▸ **EXCERPTED DATA**:

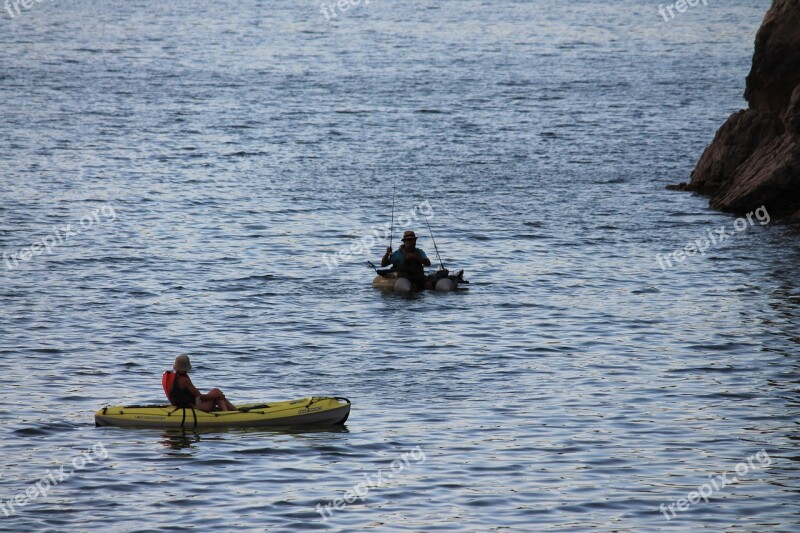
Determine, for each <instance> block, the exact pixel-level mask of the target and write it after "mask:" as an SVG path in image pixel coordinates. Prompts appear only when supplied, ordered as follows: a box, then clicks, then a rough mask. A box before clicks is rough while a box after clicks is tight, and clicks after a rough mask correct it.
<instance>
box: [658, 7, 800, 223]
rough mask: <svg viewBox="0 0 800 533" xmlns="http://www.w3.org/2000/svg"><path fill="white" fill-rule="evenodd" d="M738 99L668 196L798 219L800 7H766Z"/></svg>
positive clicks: (730, 211) (799, 218)
mask: <svg viewBox="0 0 800 533" xmlns="http://www.w3.org/2000/svg"><path fill="white" fill-rule="evenodd" d="M744 97H745V99H746V100H747V103H748V106H749V108H748V109H743V110H740V111H737V112H736V113H734V114H732V115H731V116H730V117H729V118H728V120H727V121H726V122H725V124H723V125H722V127H721V128H720V129H719V130H718V131H717V133H716V135H715V136H714V140H713V141H712V142H711V144H710V145H709V146H708V147H707V148H706V149H705V151H704V152H703V154H702V156H701V157H700V160H699V161H698V162H697V166H696V167H695V169H694V171H692V174H691V180H690V182H689V183H688V184H687V183H680V184H678V185H671V186H668V187H667V188H668V189H671V190H683V191H694V192H697V193H700V194H705V195H709V196H710V197H711V200H710V205H711V207H713V208H715V209H719V210H721V211H729V212H734V213H745V212H747V211H752V210H755V209H756V208H758V207H761V206H762V205H763V206H765V207H766V208H767V210H768V211H769V213H770V214H771V215H772V216H774V217H791V218H794V219H798V220H800V0H773V2H772V6H771V7H770V9H769V11H767V14H766V16H765V17H764V22H763V23H762V24H761V28H760V29H759V30H758V33H757V34H756V40H755V52H754V54H753V65H752V68H751V70H750V74H748V76H747V81H746V88H745V92H744Z"/></svg>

▸ **WHAT IS REQUIRED**: Print the entries above word for word, without pictures.

▸ **RESPONSE AREA**:
Determine, for each <instance> block, the exact pixel-level mask of the target and write it after "mask:" as an SVG path in image pixel coordinates. Prompts appear only when supplied, ordered as follows: a box, then clicks, then a rough mask. A box before clicks is rough while a box after clicks is tight, and clicks after a rough mask correct it.
<instance>
box: [658, 7, 800, 223]
rough mask: <svg viewBox="0 0 800 533" xmlns="http://www.w3.org/2000/svg"><path fill="white" fill-rule="evenodd" d="M738 99L668 196L798 219L800 7H766Z"/></svg>
positive clicks: (730, 211) (799, 218)
mask: <svg viewBox="0 0 800 533" xmlns="http://www.w3.org/2000/svg"><path fill="white" fill-rule="evenodd" d="M744 97H745V99H746V100H747V103H748V106H749V108H748V109H743V110H740V111H737V112H736V113H734V114H732V115H731V116H730V117H729V118H728V120H727V121H726V122H725V124H723V125H722V127H721V128H720V129H719V130H718V131H717V133H716V135H715V136H714V140H713V141H712V142H711V144H710V145H709V146H708V147H707V148H706V149H705V151H704V152H703V154H702V156H701V157H700V160H699V161H698V162H697V166H696V167H695V169H694V171H692V174H691V180H690V182H689V183H688V184H687V183H680V184H678V185H671V186H668V187H667V188H668V189H671V190H683V191H694V192H697V193H700V194H705V195H709V196H710V197H711V200H710V205H711V207H713V208H715V209H719V210H721V211H729V212H734V213H745V212H747V211H752V210H755V209H756V208H758V207H761V206H762V205H763V206H765V207H766V208H767V210H768V211H769V213H770V214H771V215H772V216H774V217H791V218H794V219H798V220H800V0H773V2H772V6H771V7H770V9H769V11H767V14H766V16H765V17H764V22H763V23H762V24H761V28H760V29H759V30H758V33H757V34H756V40H755V52H754V54H753V65H752V68H751V70H750V74H748V76H747V81H746V88H745V92H744Z"/></svg>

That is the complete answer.